-- Questions on the material --
[1] Answer these questions from the mesotherapy passage:
(a) On what can clinical practitioners base their own treatment protocols?
(b) Which substance is introduced intra-dermally along with pharmacologically active compounds and vitamins?
(c) Which ratio does the treatment maximize?
[2] Do these statements agree with the mesotherapy passage? Answer yes or no for each, quoting the words that decide it.
(a) Mesotherapy has a narrow treatment range.
(b) Research in this area is extensive.
(c) The treatment normalizes pigmentation.
[3] Reproduce the mesotherapy passage from "Mesotherapy has a" to "in this area.".

-- Provided text --
Mesotherapy has a broad treatment range. Clinical practitioners can develop their own specific treatment protocols based upon research, experience and recommendations from providers and industry bodies. In my own experience, mesotherapy for skin quality is a demonstrably effective treatment. The periodic intra-dermal introduction of hyaluronic acid, along with pharmacologically active compounds and vitamins, provides a direct approach to rebuild and maintain the ECM – boosting collagen growth and volumisation, normalising pigmentation, and maximising the patient’s critical collagen I/III ratio. Although there is some research, it is limited and more studies would be beneficial in this area.

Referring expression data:
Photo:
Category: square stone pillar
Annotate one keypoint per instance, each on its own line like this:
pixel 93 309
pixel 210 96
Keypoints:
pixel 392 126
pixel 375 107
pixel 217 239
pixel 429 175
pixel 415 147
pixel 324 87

-- Answers to each task --
[1]
(a) Research, experience and recommendations from providers and industry bodies
(b) Hyaluronic acid
(c) The patient's critical collagen I/III ratio

[2]
(a) No: "Mesotherapy has a broad treatment range."
(b) No: "Although there is some research, it is limited and more studies would be beneficial in this area."
(c) Yes: "normalising pigmentation"

[3]
Mesotherapy has a broad treatment range. Clinical practitioners can develop their own specific treatment protocols based upon research, experience and recommendations from providers and industry bodies. In my own experience, mesotherapy for skin quality is a demonstrably effective treatment. The periodic intra-dermal introduction of hyaluronic acid, along with pharmacologically active compounds and vitamins, provides a direct approach to rebuild and maintain the ECM – boosting collagen growth and volumisation, normalising pigmentation, and maximising the patient’s critical collagen I/III ratio. Although there is some research, it is limited and more studies would be beneficial in this area.